Supplied text ->
_____

Creating and Using a Database with Perl
Databases are opened in Perl using the tie() function. This function is responsible for “joining” an associative array with a database package. Operations performed on the associative array are then translated by the database package into function calls that operate on the database file itself.
Here is an example of opening a database named “phone.db” using the DB_File database package:
tie (%phone_db, DB_File, "phone.db") ||
die ("Cannot open phone.db");
This command binds the associative array named phone_db to the Berkeley DB database file named “phone.db”. In this example, the file must exist and must be readable by the Perl script.
Creating a database is nearly as simple as opening one. The following command will create a database named “phone.db” in the current directory with the file's permissions set to read-write for the owner and read-only for everyone else. The file will be created only if it does not already exist. If the database file exists in the current directory, the database file will simply be opened for read-write access by the Perl script.
tie (%phone_db, DB_File, "phone.db", O_CREAT|O_RDWR, 0644) ||
die ("Cannot create or open phone.db");
The O_CREAT and O_RDWR flags are the same flags used as parameters to the Unix open() system call. They specify that the file should be created if it does not exist and opened with read-write access.
Reading from the database works exactly like reading data from an associative array. If the key is known, specific records can be read from the file with an expression like:
$record = $phone_db{"Bill Smith"};
All the records in the database file can be scanned (in a seemingly random order) with something like:
while (($name, $record) = each %phone_db) {
[ commands to process data here ]
}
During each pass through the while loop, the
$name scalar variable will be set to the key
value from the database, and the $record
variable will be set to the data associated with the key.
New data can be written into the database by creating a new key in the associative array and setting the key's value. This is done with a command similar to:
$phone_db{"Bill Smith"} = $data;
where $data is the information to be associated with the key “Bill Smith”. Any changes made to the associative array will be written into its corresponding database file.
Keys can be removed from the database in exactly the same way items are removed from an associative array in Perl—by using the delete() function. The following code removes the record in the database that refers to “Bill Smith”.
delete $phone_db{"Bill Smith"};
Changes to an associative array may not be immediately written out to the database file. To insure that changes are successfully written to the database file, the file must be closed.
Closing the database file involves un-binding the associative array from the database package. This is done with the untie() function in the following manner:
untie(%phone_db);
This closes the database file, making updates to the file if necessary. The associative array %phone_db can now no longer be used to access the records in the database.
All of the examples provided here use the default type of Berkeley DB database, the DB_HASH type. This form of database uses a hash table (like Perl does) to store the keys and their values in the database file. Two other types of databases are provided with the Berkeley DB package: DB_BTREE and DB_RECNO.

_____

Data shown ->
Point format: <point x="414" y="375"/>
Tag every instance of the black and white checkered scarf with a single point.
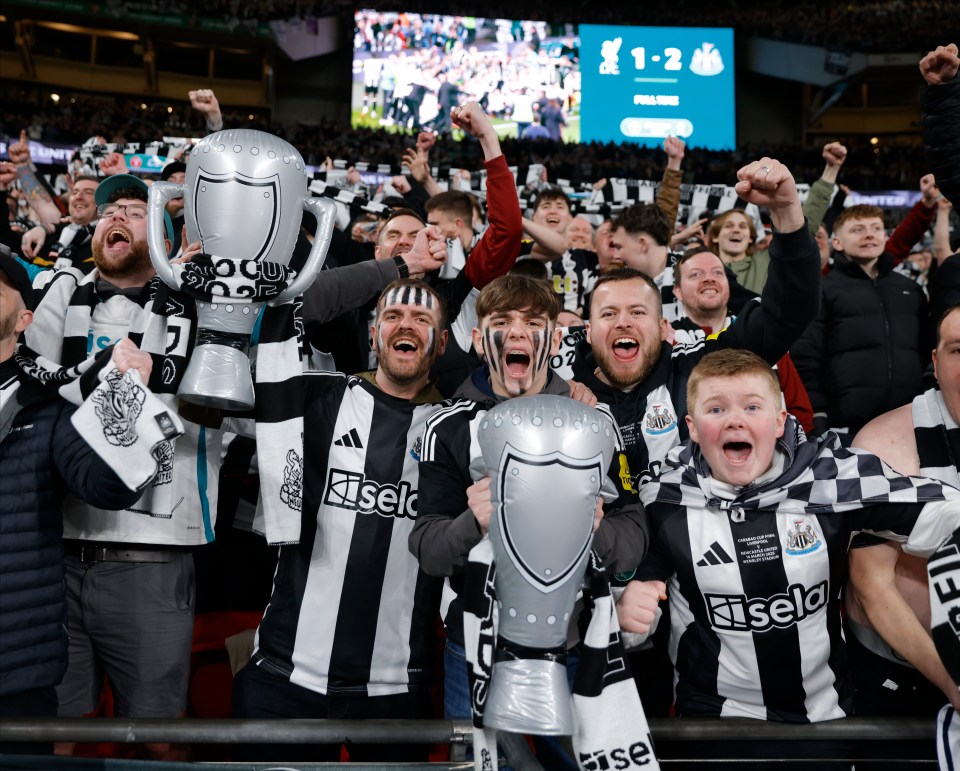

_____

Work to do -> Summarize the text on Perl databases in three sentences. The data that precede this point have no connection to the text on Perl databases.

Final result -> Perl opens a database with the tie() function, which joins an associative array to a database package such as DB_File so that operations on the array become function calls on the database file. Passing the O_CREAT and O_RDWR flags creates the file if it does not exist and opens it with read-write access. Records are read, scanned, written and removed as with an ordinary associative array, and the file is closed with untie() to ensure changes are written out; all the examples use the default DB_HASH type of Berkeley DB.